Records of labeled points:

◆ ◆ ◆ ◆ ◆

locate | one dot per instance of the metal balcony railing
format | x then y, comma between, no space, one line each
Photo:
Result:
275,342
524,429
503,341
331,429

◆ ◆ ◆ ◆ ◆

GOAL OF THE EXERCISE
Copy out every line of the listing above, word for word and with no changes.

CORRECT ANSWER
locate | one dot per instance of the metal balcony railing
format | x then y, comma between, no space, one line each
Photo:
Result:
275,342
524,429
503,341
331,429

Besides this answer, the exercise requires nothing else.